- _Data to process_
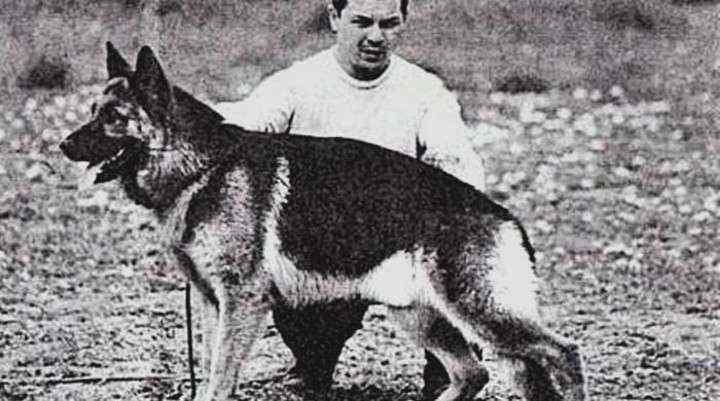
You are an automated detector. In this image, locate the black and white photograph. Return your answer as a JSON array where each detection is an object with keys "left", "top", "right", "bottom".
[{"left": 0, "top": 0, "right": 720, "bottom": 401}]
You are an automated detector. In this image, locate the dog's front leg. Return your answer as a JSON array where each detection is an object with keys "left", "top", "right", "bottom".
[{"left": 202, "top": 274, "right": 270, "bottom": 401}]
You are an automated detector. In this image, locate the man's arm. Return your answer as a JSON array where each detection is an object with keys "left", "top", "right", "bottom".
[
  {"left": 418, "top": 86, "right": 485, "bottom": 191},
  {"left": 214, "top": 71, "right": 294, "bottom": 133}
]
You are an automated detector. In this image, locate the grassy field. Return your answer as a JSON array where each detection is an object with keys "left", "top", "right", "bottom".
[
  {"left": 0, "top": 0, "right": 720, "bottom": 401},
  {"left": 0, "top": 0, "right": 720, "bottom": 108}
]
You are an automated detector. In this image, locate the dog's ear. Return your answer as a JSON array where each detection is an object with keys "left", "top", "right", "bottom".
[
  {"left": 105, "top": 42, "right": 132, "bottom": 80},
  {"left": 133, "top": 46, "right": 173, "bottom": 122}
]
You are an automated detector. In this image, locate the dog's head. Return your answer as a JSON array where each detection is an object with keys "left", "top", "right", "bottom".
[{"left": 60, "top": 42, "right": 222, "bottom": 183}]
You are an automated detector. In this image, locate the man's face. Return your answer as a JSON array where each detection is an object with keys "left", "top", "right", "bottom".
[{"left": 329, "top": 0, "right": 405, "bottom": 80}]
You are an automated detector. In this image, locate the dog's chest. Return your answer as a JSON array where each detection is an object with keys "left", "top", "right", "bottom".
[{"left": 263, "top": 159, "right": 429, "bottom": 307}]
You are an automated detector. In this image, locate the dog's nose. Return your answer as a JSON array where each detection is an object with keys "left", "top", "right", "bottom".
[
  {"left": 58, "top": 141, "right": 68, "bottom": 153},
  {"left": 58, "top": 139, "right": 77, "bottom": 159}
]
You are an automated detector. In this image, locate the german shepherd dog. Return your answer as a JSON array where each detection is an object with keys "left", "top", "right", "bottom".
[{"left": 60, "top": 43, "right": 586, "bottom": 401}]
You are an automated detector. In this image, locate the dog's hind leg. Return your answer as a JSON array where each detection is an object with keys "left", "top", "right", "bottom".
[
  {"left": 273, "top": 300, "right": 368, "bottom": 391},
  {"left": 201, "top": 298, "right": 217, "bottom": 377},
  {"left": 391, "top": 307, "right": 490, "bottom": 401},
  {"left": 202, "top": 272, "right": 270, "bottom": 401},
  {"left": 452, "top": 223, "right": 587, "bottom": 401}
]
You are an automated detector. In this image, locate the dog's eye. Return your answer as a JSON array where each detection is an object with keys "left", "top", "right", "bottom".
[{"left": 106, "top": 107, "right": 128, "bottom": 124}]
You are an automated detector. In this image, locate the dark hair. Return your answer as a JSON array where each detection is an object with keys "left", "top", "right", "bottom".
[{"left": 332, "top": 0, "right": 409, "bottom": 18}]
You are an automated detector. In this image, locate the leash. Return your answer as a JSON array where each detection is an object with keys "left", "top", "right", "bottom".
[{"left": 185, "top": 281, "right": 196, "bottom": 400}]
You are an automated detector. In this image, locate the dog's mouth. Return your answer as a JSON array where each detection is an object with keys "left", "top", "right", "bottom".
[{"left": 78, "top": 147, "right": 132, "bottom": 189}]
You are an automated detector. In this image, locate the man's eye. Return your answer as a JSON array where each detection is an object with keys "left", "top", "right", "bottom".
[
  {"left": 379, "top": 18, "right": 400, "bottom": 29},
  {"left": 351, "top": 18, "right": 373, "bottom": 28}
]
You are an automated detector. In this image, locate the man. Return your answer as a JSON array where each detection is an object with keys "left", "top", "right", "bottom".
[{"left": 217, "top": 0, "right": 484, "bottom": 397}]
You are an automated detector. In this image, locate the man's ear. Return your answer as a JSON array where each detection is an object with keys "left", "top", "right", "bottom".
[
  {"left": 327, "top": 3, "right": 340, "bottom": 33},
  {"left": 133, "top": 46, "right": 173, "bottom": 122},
  {"left": 105, "top": 41, "right": 132, "bottom": 80}
]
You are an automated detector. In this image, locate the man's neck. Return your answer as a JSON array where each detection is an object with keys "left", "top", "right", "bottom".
[{"left": 333, "top": 47, "right": 390, "bottom": 82}]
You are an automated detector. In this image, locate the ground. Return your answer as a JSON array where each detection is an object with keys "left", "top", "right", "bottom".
[{"left": 0, "top": 86, "right": 720, "bottom": 401}]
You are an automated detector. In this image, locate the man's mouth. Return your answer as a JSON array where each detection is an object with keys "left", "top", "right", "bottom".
[{"left": 360, "top": 48, "right": 387, "bottom": 60}]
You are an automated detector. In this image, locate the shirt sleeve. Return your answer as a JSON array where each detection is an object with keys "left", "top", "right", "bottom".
[
  {"left": 417, "top": 84, "right": 485, "bottom": 191},
  {"left": 214, "top": 71, "right": 294, "bottom": 133}
]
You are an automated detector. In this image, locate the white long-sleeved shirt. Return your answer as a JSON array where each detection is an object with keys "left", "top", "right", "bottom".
[{"left": 216, "top": 48, "right": 485, "bottom": 190}]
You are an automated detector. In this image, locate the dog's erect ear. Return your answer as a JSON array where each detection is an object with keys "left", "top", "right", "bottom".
[
  {"left": 105, "top": 42, "right": 132, "bottom": 80},
  {"left": 133, "top": 46, "right": 173, "bottom": 121}
]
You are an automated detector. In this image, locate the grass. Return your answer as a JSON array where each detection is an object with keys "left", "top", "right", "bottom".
[
  {"left": 0, "top": 0, "right": 720, "bottom": 401},
  {"left": 0, "top": 73, "right": 720, "bottom": 401},
  {"left": 0, "top": 0, "right": 720, "bottom": 108}
]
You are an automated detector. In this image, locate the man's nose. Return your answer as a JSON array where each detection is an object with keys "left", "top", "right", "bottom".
[{"left": 367, "top": 24, "right": 385, "bottom": 44}]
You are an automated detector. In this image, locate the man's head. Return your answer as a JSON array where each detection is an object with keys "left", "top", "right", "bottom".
[{"left": 328, "top": 0, "right": 408, "bottom": 80}]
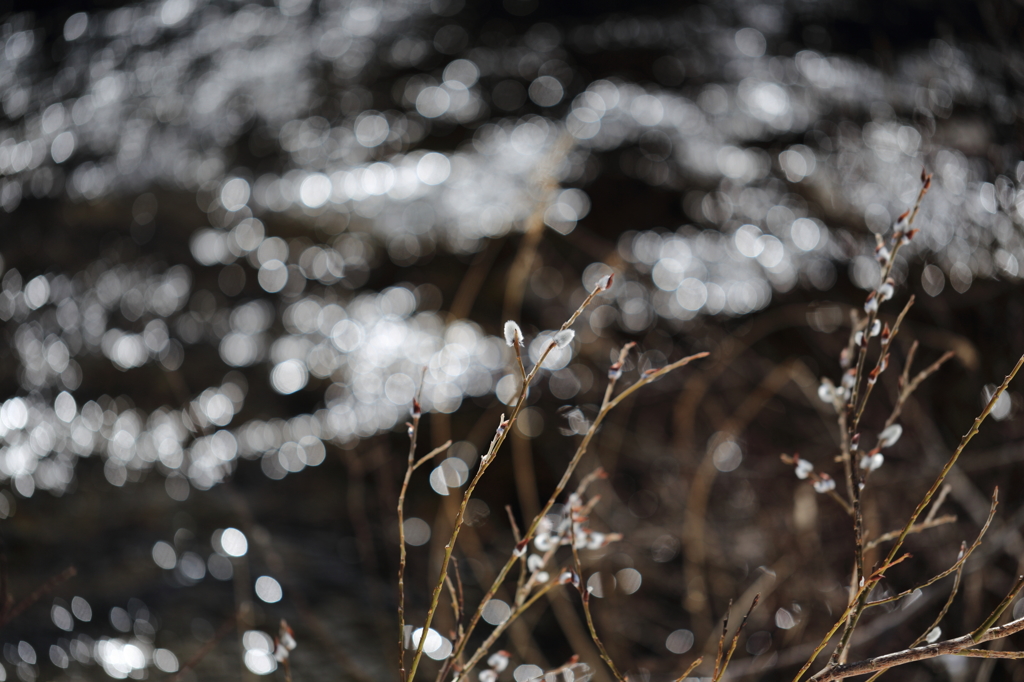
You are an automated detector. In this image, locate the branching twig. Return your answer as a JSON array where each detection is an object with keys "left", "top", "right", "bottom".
[{"left": 808, "top": 619, "right": 1024, "bottom": 682}]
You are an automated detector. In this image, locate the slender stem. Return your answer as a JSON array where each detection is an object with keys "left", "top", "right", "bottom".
[
  {"left": 398, "top": 409, "right": 423, "bottom": 682},
  {"left": 569, "top": 512, "right": 626, "bottom": 682},
  {"left": 438, "top": 348, "right": 709, "bottom": 679},
  {"left": 408, "top": 287, "right": 605, "bottom": 680},
  {"left": 794, "top": 355, "right": 1024, "bottom": 682},
  {"left": 808, "top": 619, "right": 1024, "bottom": 682}
]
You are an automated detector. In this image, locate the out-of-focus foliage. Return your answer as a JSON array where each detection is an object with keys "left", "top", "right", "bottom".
[{"left": 0, "top": 0, "right": 1024, "bottom": 679}]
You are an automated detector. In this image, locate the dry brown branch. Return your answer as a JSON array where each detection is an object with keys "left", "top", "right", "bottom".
[
  {"left": 864, "top": 514, "right": 956, "bottom": 550},
  {"left": 808, "top": 619, "right": 1024, "bottom": 682}
]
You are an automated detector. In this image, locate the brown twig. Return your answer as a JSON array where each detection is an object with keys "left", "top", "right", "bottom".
[{"left": 808, "top": 619, "right": 1024, "bottom": 682}]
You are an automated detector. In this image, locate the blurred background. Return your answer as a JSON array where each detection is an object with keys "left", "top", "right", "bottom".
[{"left": 0, "top": 0, "right": 1024, "bottom": 682}]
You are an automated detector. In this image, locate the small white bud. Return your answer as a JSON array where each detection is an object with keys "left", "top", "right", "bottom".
[
  {"left": 814, "top": 474, "right": 836, "bottom": 493},
  {"left": 879, "top": 281, "right": 896, "bottom": 301},
  {"left": 879, "top": 424, "right": 903, "bottom": 447},
  {"left": 843, "top": 370, "right": 857, "bottom": 389},
  {"left": 534, "top": 532, "right": 555, "bottom": 552},
  {"left": 818, "top": 379, "right": 836, "bottom": 404},
  {"left": 487, "top": 651, "right": 509, "bottom": 673},
  {"left": 594, "top": 272, "right": 615, "bottom": 291},
  {"left": 505, "top": 319, "right": 522, "bottom": 348},
  {"left": 860, "top": 453, "right": 886, "bottom": 473}
]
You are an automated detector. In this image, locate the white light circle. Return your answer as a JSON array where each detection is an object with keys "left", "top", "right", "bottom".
[
  {"left": 256, "top": 576, "right": 285, "bottom": 604},
  {"left": 220, "top": 528, "right": 249, "bottom": 556},
  {"left": 270, "top": 359, "right": 309, "bottom": 395}
]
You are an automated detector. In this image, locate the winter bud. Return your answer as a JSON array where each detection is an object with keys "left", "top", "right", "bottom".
[
  {"left": 860, "top": 453, "right": 886, "bottom": 473},
  {"left": 814, "top": 474, "right": 836, "bottom": 494},
  {"left": 505, "top": 319, "right": 522, "bottom": 348},
  {"left": 879, "top": 424, "right": 903, "bottom": 447}
]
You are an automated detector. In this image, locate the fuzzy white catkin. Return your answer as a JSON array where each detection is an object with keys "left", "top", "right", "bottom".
[
  {"left": 555, "top": 329, "right": 575, "bottom": 348},
  {"left": 879, "top": 424, "right": 903, "bottom": 447},
  {"left": 505, "top": 319, "right": 522, "bottom": 348}
]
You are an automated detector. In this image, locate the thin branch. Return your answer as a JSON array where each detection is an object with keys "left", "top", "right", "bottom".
[
  {"left": 808, "top": 619, "right": 1024, "bottom": 682},
  {"left": 676, "top": 657, "right": 703, "bottom": 682},
  {"left": 438, "top": 348, "right": 709, "bottom": 679},
  {"left": 864, "top": 514, "right": 956, "bottom": 550},
  {"left": 971, "top": 576, "right": 1024, "bottom": 642},
  {"left": 712, "top": 594, "right": 761, "bottom": 682},
  {"left": 864, "top": 487, "right": 999, "bottom": 607},
  {"left": 413, "top": 440, "right": 452, "bottom": 470}
]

- _Exercise task_
Report each line in the rows above that contains the word "twig", copying those lines in full. Case matters.

- _Expected answer_
You are an automated detector. In this image, locate the branching twig. Return your answer as a JSON array where each detection is an object with keys "left", "top", "right", "bottom".
You are an automated detector. In this image, locate the brown twig. Return your answer as a JSON array where each detection is an object with keys "left", "top", "right", "bottom".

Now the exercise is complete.